Every entry must be copied word for word.

[RECORD EXTRACTS Boundary: Start]

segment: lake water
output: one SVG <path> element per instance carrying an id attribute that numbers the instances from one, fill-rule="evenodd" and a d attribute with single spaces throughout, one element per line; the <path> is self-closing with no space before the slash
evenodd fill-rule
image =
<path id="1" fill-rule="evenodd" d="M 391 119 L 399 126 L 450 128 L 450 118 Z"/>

[RECORD EXTRACTS Boundary: End]

EXPECTED ANSWER =
segment: lake water
output: one SVG <path> element per instance carrying an id attribute that numbers the instances from one, fill-rule="evenodd" and a d attribute with single spaces throughout, one element per line; the <path> is self-closing with no space before the slash
evenodd fill-rule
image =
<path id="1" fill-rule="evenodd" d="M 391 119 L 399 126 L 450 128 L 450 118 Z"/>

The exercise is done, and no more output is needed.